**Tarea 1**. Presenta como CSV de dos columnas, «consulta» y «resultado», los registros que van desde la línea con "like point(152, 55)." hasta la línea con "point(169, 273)", ambas incluidas. Pon una fila por cada pedido, con su texto y su respuesta, cada uno en un solo campo entre comillas y con los saltos de línea cambiados por espacios.
##### Texto del documento #####
DE BÁRBARAS NACIONES




“Todo tiempo pasado fue mejor”, todavía oímos decirlo y continúa asombrándonos tanto la supervivencia de la frase como la popularidad de la que goza.  Una vez dicha, son pocas las voces que la ponen bajo crítica y demasiadas las que la celebran con asentimiento propio de ovejas en rebaño.

Se dice por todo, al respecto de todo: de las costumbres, de las modas, de la música, del arte, de la política, de la educación, del bien decir… La lista es interminable tanto como la vida de la frasecita en cuestión. 

Yo disiento de ella radicalmente.  Alcancé a sufrir los libretos ejecutados por una concepción acerca de la educación según la cual la letra con sangre entra.  Como me gustaba estudiar mi sufrimiento no tuvo que ver con que mi cuerpo hubiera recibido castigo alguno para aprender.  Pero es que había otras cosas  que se procuraba hacer entrar con sangre: una manera de vestir, una manera de cortarse el cabello, unas maneras de saludar a la autoridad (“su reverencia”) que exigían inclinar el cuerpo y retirar la mirada.  La negativa a aceptar cualquiera de esas exigencias se traducía en castigo corporal para el que la autoridad se dotaba con toda clase de instrumentos: correas, chanclas, perreros humedecidos, puñetazos, bofetadas, pellizcos (estos últimos, a veces, acompañados con música, lo que llevaba a un primo mío a decir pellizque pero no musique, cuando su madre ejercía el sacrosanto papel de autoridad que le confería otra madre más santa y feroz).
##### Datos guardados #####
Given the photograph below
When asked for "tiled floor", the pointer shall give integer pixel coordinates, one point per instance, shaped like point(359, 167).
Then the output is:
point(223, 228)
#####
##### Datos guardados #####
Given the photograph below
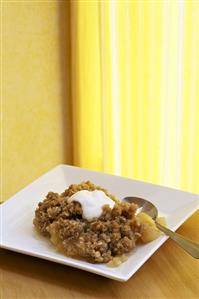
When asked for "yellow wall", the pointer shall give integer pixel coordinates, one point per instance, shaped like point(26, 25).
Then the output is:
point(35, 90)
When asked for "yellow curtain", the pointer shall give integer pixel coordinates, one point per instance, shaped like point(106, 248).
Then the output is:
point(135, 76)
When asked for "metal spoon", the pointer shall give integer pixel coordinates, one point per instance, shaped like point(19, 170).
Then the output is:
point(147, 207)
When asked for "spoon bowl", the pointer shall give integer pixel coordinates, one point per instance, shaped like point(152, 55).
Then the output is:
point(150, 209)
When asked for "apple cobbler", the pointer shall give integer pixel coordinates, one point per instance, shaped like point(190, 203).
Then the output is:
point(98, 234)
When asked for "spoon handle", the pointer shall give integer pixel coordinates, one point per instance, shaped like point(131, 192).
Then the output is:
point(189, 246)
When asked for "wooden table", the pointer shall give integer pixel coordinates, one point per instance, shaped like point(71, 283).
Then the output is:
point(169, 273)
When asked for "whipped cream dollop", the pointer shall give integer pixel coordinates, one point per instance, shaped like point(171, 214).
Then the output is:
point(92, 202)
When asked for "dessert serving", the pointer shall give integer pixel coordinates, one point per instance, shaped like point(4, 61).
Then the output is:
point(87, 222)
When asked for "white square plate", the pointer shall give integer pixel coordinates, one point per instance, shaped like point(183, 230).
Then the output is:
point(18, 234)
#####
**Tarea 2**. Cambia "frasecita" por "expresión" y copia el texto del documento desde "Se dice por" hasta "frasecita en cuestión.".

**Respuesta 1**.
consulta,resultado
"When asked for ""spoon bowl"", the pointer shall give integer pixel coordinates, one point per instance, shaped like point(152, 55). Then the output is:","point(150, 209)"
"When asked for ""apple cobbler"", the pointer shall give integer pixel coordinates, one point per instance, shaped like point(190, 203). Then the output is:","point(98, 234)"
"When asked for ""spoon handle"", the pointer shall give integer pixel coordinates, one point per instance, shaped like point(131, 192). Then the output is:","point(189, 246)"
"When asked for ""wooden table"", the pointer shall give integer pixel coordinates, one point per instance, shaped like point(71, 283). Then the output is:","point(169, 273)"

**Respuesta 2**.
Se dice por todo, al respecto de todo: de las costumbres, de las modas, de la música, del arte, de la política, de la educación, del bien decir… La lista es interminable tanto como la vida de la expresión en cuestión.